#### Provided passage ####

OPEC’s 4th International Seminar on Petroleum: Future Stability and Sustainability “Technology and Environment”
Vienna, 19 March 2009
Yvo de Boer, Executive Secretary, United Nations Framework Convention on Climate Change
Excellencies, ladies and gentlemen,
The Secretary-General of the United Nations has termed this year the “year of climate change”. The reason is obvious: Copenhagen. December. 2009. The 2009 United Nations Climate Change Conference in Copenhagen will be the moment in history in which humanity has the opportunity to rise to the challenge and decisively deal with climate change.
The Intergovernmental Panel on Climate Change told the world in 2007 that greenhouse gas emissions have to be radically reduced to keep climate change from sliding into climate chaos.
Across the globe, people are demanding a decisive and clear political solution to one of the world’s most pressing problems. A political solution is critical for humanity’s further development as a whole and especially critical for the world’s poorest and most vulnerable people, who have the least ability to cope.
In the long run, climate change impacts are a massive threat to human and economic development. A successful fight against climate change needs to entail transitioning the global economy onto a low-emissions pathway. At the same time, a political solution to climate change should not threaten economic development either.
This is of course especially important for countries that depend on oil as their largest source of income. And given that the world’s economy would come to a grinding halt in the absence of oil, fighting climate change cannot realistically mean fighting oil. Fighting climate change means fighting emissions.
Oil is projected to remain the dominant fuel in the world’s primary energy mix
In the International Energy Agency’s World Energy Outlook for 2008, its Reference Scenario estimates that fossil fuels will account for 80% of the world’s primary energy mix in 2030. Global oil demand is set to continue to expand up to 2030 on current trends.
At the same time, warnings that peak oil may be reached in the next 30 to 50 years abound. Depletion analysts continually point out that the world’s dependence on vanishing, non-renewable energy resources will constitute a real dilemma for the global economy in the not too distant future. If true, this will simply push more coal into the energy mix.
There is thus clearly a need to secure additional energy sources to power economies in the long-term. But given that oil will remain dominant in the world’s energy mix in the medium term, coupled with the urgent need to reduce emissions, mean that the introduction of climate-friendly technologies is crucial.
Emission-reducing technologies are a safe ticket into the transition towards a low-emissions economy
The rise in global consumption of fossil fuels up to 2030 will continue to impact greenhouse gas emissions. Global energy-related CO2 emissions are projected to increase by 45% from 28 gigatonnes in 2006 to 41 gigatonnes in 2030.
The IPCC has identified carbon dioxide capture and storage (CCS) as one of the most promising technologies for the rapid reduction of global emissions. The further development and uptake of CCS is recognized by the IPCC as one of the innovative supply-side technologies which may enhance access to clean energy, improve energy security and promote environmental protection.
CCS pilot projects are promising. The oldest project off the coast of Norway has been running for 13 years without any sign of CO2 leakage. Last year, the Swedish utility Vattenfall opened the first power plant to incorporate CCS in Germany. Several other firms hope to start similar pilot projects this year. OPEC’s initiative to establish a CCS research and development fund is encouraging.

#### Supplied material ####

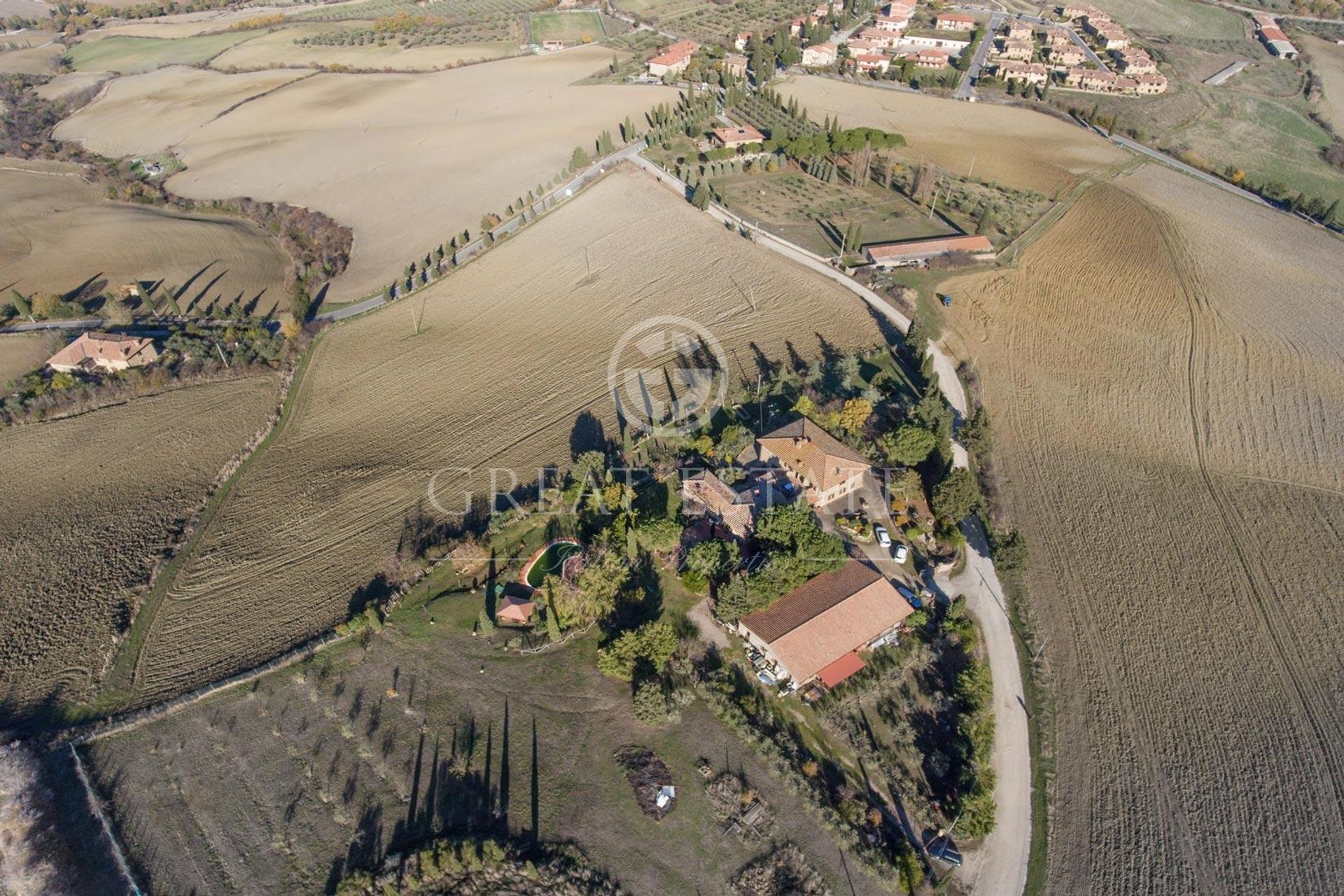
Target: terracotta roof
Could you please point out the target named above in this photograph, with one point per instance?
(739, 133)
(828, 617)
(514, 609)
(841, 669)
(811, 451)
(676, 52)
(92, 348)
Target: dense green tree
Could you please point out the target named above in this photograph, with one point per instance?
(956, 496)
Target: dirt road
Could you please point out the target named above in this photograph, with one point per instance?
(1000, 864)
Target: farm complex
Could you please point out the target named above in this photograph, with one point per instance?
(666, 447)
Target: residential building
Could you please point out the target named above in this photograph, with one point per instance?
(823, 465)
(820, 54)
(736, 136)
(1073, 11)
(1018, 50)
(1053, 36)
(930, 58)
(1068, 55)
(105, 352)
(1273, 38)
(708, 498)
(673, 59)
(879, 38)
(953, 22)
(1028, 71)
(914, 251)
(872, 62)
(1133, 61)
(924, 42)
(512, 609)
(819, 630)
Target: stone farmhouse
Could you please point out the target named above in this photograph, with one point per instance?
(104, 352)
(819, 630)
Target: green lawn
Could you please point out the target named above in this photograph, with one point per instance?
(570, 27)
(816, 216)
(130, 55)
(1180, 18)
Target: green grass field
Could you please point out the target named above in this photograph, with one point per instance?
(130, 55)
(570, 27)
(1180, 18)
(816, 216)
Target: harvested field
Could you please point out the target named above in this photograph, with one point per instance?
(511, 351)
(1328, 64)
(570, 27)
(70, 83)
(1021, 148)
(24, 352)
(146, 115)
(1184, 19)
(33, 61)
(131, 55)
(276, 789)
(401, 166)
(59, 232)
(280, 49)
(90, 504)
(1170, 438)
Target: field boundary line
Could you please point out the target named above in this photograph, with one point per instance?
(144, 620)
(96, 806)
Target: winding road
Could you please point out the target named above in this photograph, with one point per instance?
(999, 865)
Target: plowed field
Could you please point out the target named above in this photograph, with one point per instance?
(1018, 147)
(1167, 372)
(511, 351)
(407, 160)
(89, 503)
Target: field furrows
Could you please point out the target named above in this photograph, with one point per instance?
(498, 377)
(1186, 597)
(73, 548)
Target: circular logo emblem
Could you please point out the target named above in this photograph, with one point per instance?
(667, 375)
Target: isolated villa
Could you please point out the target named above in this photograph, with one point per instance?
(825, 466)
(104, 352)
(818, 630)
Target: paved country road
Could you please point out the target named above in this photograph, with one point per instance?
(999, 865)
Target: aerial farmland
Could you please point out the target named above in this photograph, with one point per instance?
(764, 448)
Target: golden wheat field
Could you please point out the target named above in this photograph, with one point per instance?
(1018, 147)
(1166, 368)
(144, 115)
(58, 232)
(89, 504)
(512, 349)
(407, 160)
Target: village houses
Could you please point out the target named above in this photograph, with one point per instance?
(820, 54)
(104, 352)
(1028, 71)
(673, 59)
(819, 631)
(953, 22)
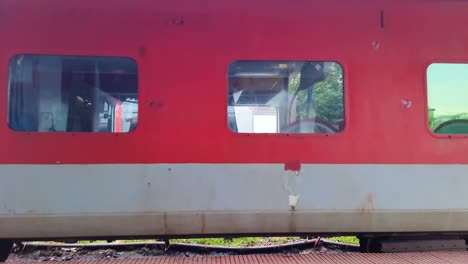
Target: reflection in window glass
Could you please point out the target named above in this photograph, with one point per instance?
(285, 97)
(72, 94)
(447, 90)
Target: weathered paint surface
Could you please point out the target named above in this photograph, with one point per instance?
(183, 49)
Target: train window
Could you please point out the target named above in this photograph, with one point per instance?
(447, 91)
(285, 97)
(72, 94)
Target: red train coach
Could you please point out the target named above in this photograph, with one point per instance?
(171, 118)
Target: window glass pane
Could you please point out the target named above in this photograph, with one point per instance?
(72, 94)
(285, 97)
(447, 90)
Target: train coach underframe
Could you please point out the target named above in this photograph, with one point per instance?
(180, 76)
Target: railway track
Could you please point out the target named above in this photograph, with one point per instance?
(34, 251)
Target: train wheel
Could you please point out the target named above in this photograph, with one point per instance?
(5, 249)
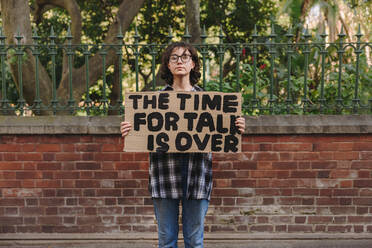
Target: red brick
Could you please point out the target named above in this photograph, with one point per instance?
(362, 146)
(267, 192)
(342, 210)
(293, 147)
(284, 165)
(346, 184)
(127, 166)
(222, 183)
(87, 184)
(358, 229)
(10, 157)
(265, 147)
(366, 155)
(66, 175)
(306, 156)
(345, 192)
(89, 147)
(304, 165)
(286, 156)
(108, 156)
(299, 228)
(141, 156)
(11, 220)
(364, 174)
(224, 192)
(88, 220)
(262, 228)
(9, 148)
(284, 183)
(346, 155)
(51, 202)
(10, 166)
(339, 229)
(263, 174)
(28, 175)
(325, 155)
(303, 174)
(106, 175)
(245, 165)
(300, 219)
(265, 156)
(48, 166)
(289, 201)
(363, 183)
(264, 165)
(362, 201)
(356, 165)
(67, 156)
(11, 202)
(365, 192)
(339, 219)
(48, 184)
(29, 157)
(360, 219)
(328, 201)
(108, 192)
(265, 138)
(48, 148)
(225, 174)
(323, 164)
(237, 183)
(88, 166)
(326, 146)
(9, 175)
(314, 192)
(319, 219)
(250, 147)
(68, 147)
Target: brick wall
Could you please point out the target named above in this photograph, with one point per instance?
(280, 183)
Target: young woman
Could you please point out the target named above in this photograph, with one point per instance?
(180, 177)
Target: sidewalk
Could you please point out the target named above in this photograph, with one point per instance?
(215, 240)
(208, 244)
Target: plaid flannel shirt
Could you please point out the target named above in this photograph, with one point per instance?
(165, 179)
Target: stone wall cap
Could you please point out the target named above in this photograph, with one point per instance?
(265, 124)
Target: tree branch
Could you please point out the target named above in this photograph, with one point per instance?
(128, 9)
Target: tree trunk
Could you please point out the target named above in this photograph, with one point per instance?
(193, 24)
(193, 20)
(128, 9)
(16, 18)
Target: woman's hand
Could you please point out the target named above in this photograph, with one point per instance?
(125, 127)
(240, 124)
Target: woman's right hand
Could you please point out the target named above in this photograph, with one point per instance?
(125, 127)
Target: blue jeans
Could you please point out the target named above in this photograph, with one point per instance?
(193, 214)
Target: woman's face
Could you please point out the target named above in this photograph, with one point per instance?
(180, 62)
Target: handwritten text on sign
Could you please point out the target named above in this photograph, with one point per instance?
(183, 121)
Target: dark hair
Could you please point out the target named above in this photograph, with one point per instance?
(166, 73)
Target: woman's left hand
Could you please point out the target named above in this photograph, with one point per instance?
(240, 124)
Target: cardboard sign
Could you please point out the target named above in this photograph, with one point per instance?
(174, 121)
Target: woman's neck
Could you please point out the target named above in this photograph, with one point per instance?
(181, 84)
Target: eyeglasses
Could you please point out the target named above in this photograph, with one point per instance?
(184, 58)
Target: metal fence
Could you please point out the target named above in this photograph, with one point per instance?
(275, 74)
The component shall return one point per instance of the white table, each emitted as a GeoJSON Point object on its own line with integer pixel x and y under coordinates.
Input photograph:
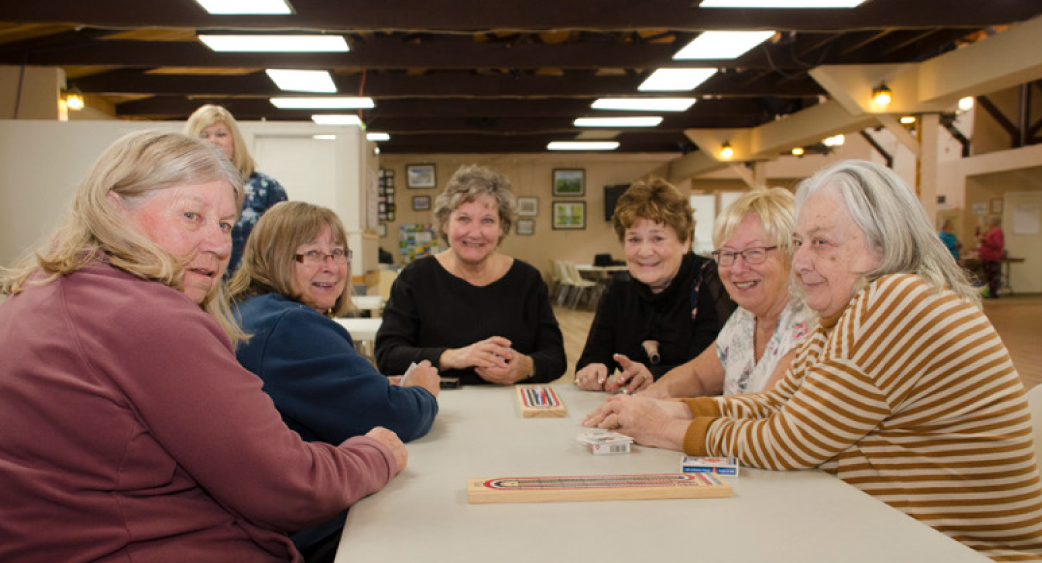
{"type": "Point", "coordinates": [368, 302]}
{"type": "Point", "coordinates": [362, 329]}
{"type": "Point", "coordinates": [774, 516]}
{"type": "Point", "coordinates": [363, 333]}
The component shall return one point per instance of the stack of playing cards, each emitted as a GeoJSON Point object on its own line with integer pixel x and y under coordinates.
{"type": "Point", "coordinates": [720, 466]}
{"type": "Point", "coordinates": [600, 443]}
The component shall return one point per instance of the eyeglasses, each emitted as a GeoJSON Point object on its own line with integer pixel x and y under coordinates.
{"type": "Point", "coordinates": [757, 254]}
{"type": "Point", "coordinates": [317, 258]}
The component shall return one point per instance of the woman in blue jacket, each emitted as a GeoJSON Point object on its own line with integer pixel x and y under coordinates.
{"type": "Point", "coordinates": [292, 283]}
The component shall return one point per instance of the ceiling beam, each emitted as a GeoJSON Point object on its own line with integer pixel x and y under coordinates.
{"type": "Point", "coordinates": [519, 15]}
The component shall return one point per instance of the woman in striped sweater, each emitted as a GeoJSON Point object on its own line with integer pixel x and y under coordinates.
{"type": "Point", "coordinates": [904, 390]}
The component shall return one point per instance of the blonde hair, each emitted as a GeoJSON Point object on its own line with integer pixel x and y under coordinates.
{"type": "Point", "coordinates": [894, 224]}
{"type": "Point", "coordinates": [468, 184]}
{"type": "Point", "coordinates": [211, 115]}
{"type": "Point", "coordinates": [271, 252]}
{"type": "Point", "coordinates": [774, 206]}
{"type": "Point", "coordinates": [133, 168]}
{"type": "Point", "coordinates": [655, 200]}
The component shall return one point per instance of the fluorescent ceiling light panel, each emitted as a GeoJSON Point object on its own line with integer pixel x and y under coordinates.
{"type": "Point", "coordinates": [588, 145]}
{"type": "Point", "coordinates": [722, 45]}
{"type": "Point", "coordinates": [649, 121]}
{"type": "Point", "coordinates": [328, 102]}
{"type": "Point", "coordinates": [336, 119]}
{"type": "Point", "coordinates": [266, 7]}
{"type": "Point", "coordinates": [294, 80]}
{"type": "Point", "coordinates": [776, 4]}
{"type": "Point", "coordinates": [644, 104]}
{"type": "Point", "coordinates": [675, 79]}
{"type": "Point", "coordinates": [275, 44]}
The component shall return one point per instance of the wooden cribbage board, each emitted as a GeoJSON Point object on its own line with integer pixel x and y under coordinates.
{"type": "Point", "coordinates": [563, 489]}
{"type": "Point", "coordinates": [540, 401]}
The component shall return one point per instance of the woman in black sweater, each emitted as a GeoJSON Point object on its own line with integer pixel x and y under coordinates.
{"type": "Point", "coordinates": [670, 310]}
{"type": "Point", "coordinates": [473, 312]}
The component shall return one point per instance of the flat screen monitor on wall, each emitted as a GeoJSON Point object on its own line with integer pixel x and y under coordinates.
{"type": "Point", "coordinates": [612, 194]}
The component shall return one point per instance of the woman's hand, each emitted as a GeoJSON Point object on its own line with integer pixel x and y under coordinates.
{"type": "Point", "coordinates": [518, 367]}
{"type": "Point", "coordinates": [391, 440]}
{"type": "Point", "coordinates": [491, 352]}
{"type": "Point", "coordinates": [422, 374]}
{"type": "Point", "coordinates": [592, 377]}
{"type": "Point", "coordinates": [659, 423]}
{"type": "Point", "coordinates": [634, 376]}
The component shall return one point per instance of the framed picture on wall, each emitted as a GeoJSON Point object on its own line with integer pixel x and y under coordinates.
{"type": "Point", "coordinates": [569, 215]}
{"type": "Point", "coordinates": [527, 206]}
{"type": "Point", "coordinates": [420, 175]}
{"type": "Point", "coordinates": [421, 202]}
{"type": "Point", "coordinates": [526, 226]}
{"type": "Point", "coordinates": [569, 181]}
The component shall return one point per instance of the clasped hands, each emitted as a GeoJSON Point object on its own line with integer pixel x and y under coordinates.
{"type": "Point", "coordinates": [493, 360]}
{"type": "Point", "coordinates": [634, 376]}
{"type": "Point", "coordinates": [652, 422]}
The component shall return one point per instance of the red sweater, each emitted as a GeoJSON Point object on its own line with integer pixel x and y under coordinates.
{"type": "Point", "coordinates": [128, 432]}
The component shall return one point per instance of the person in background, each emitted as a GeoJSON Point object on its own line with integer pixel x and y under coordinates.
{"type": "Point", "coordinates": [753, 237]}
{"type": "Point", "coordinates": [904, 390]}
{"type": "Point", "coordinates": [292, 283]}
{"type": "Point", "coordinates": [140, 437]}
{"type": "Point", "coordinates": [472, 311]}
{"type": "Point", "coordinates": [949, 240]}
{"type": "Point", "coordinates": [670, 310]}
{"type": "Point", "coordinates": [216, 125]}
{"type": "Point", "coordinates": [991, 250]}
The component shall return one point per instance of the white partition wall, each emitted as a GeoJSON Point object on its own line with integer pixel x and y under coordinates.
{"type": "Point", "coordinates": [42, 163]}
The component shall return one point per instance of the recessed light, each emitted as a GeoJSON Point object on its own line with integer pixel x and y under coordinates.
{"type": "Point", "coordinates": [782, 3]}
{"type": "Point", "coordinates": [336, 119]}
{"type": "Point", "coordinates": [675, 79]}
{"type": "Point", "coordinates": [327, 102]}
{"type": "Point", "coordinates": [279, 44]}
{"type": "Point", "coordinates": [296, 80]}
{"type": "Point", "coordinates": [649, 121]}
{"type": "Point", "coordinates": [582, 145]}
{"type": "Point", "coordinates": [265, 7]}
{"type": "Point", "coordinates": [644, 104]}
{"type": "Point", "coordinates": [722, 45]}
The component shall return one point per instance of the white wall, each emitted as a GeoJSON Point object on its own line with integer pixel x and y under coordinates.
{"type": "Point", "coordinates": [43, 162]}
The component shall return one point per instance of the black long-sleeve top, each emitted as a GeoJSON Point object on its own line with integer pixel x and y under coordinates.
{"type": "Point", "coordinates": [430, 311]}
{"type": "Point", "coordinates": [628, 314]}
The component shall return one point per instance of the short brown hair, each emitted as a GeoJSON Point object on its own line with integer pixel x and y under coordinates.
{"type": "Point", "coordinates": [270, 254]}
{"type": "Point", "coordinates": [656, 200]}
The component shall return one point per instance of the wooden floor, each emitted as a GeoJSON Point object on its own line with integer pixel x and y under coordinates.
{"type": "Point", "coordinates": [1018, 320]}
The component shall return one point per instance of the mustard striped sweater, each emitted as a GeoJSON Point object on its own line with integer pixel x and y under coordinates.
{"type": "Point", "coordinates": [911, 396]}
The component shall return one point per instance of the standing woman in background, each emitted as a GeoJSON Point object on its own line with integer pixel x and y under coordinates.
{"type": "Point", "coordinates": [216, 125]}
{"type": "Point", "coordinates": [128, 432]}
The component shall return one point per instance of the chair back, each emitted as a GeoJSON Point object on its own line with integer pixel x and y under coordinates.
{"type": "Point", "coordinates": [1035, 405]}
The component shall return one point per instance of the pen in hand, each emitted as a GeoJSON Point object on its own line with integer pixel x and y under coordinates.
{"type": "Point", "coordinates": [407, 370]}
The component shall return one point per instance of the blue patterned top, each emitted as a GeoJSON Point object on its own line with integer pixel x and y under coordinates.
{"type": "Point", "coordinates": [262, 192]}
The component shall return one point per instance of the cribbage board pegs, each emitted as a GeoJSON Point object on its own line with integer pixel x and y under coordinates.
{"type": "Point", "coordinates": [540, 401]}
{"type": "Point", "coordinates": [562, 489]}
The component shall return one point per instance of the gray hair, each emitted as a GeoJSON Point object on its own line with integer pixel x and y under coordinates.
{"type": "Point", "coordinates": [469, 184]}
{"type": "Point", "coordinates": [894, 224]}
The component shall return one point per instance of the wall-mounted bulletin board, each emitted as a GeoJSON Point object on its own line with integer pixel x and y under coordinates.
{"type": "Point", "coordinates": [417, 240]}
{"type": "Point", "coordinates": [385, 195]}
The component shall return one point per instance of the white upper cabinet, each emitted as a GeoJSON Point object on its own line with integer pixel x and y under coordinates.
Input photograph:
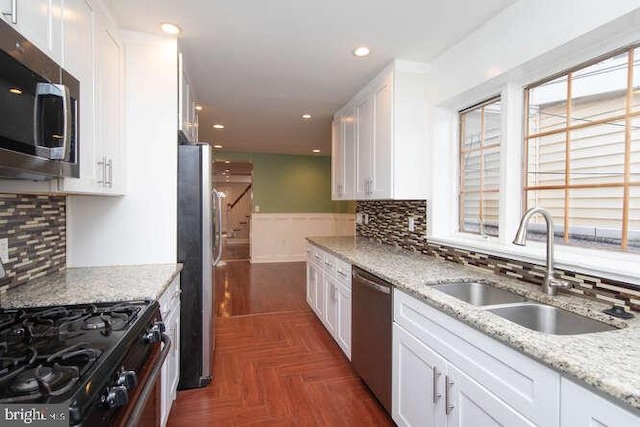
{"type": "Point", "coordinates": [93, 54]}
{"type": "Point", "coordinates": [110, 148]}
{"type": "Point", "coordinates": [389, 117]}
{"type": "Point", "coordinates": [343, 152]}
{"type": "Point", "coordinates": [39, 21]}
{"type": "Point", "coordinates": [187, 116]}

####

:: Stated task A ::
In the speech on climate change and oil, by what percentage are global energy-related CO2 emissions projected to rise between 2006 and 2030?
:: Stated task B ::
Locate each line in the listing that contains the word "tree", and copy all of those lines.
The listing has no connection to the speech on climate change and oil.

:: Expected answer A ::
They are projected to rise by 45%, from 28 gigatonnes in 2006 to 41 gigatonnes in 2030.

:: Expected answer B ::
Target: dense green tree
Target: tree branch
Target: tree trunk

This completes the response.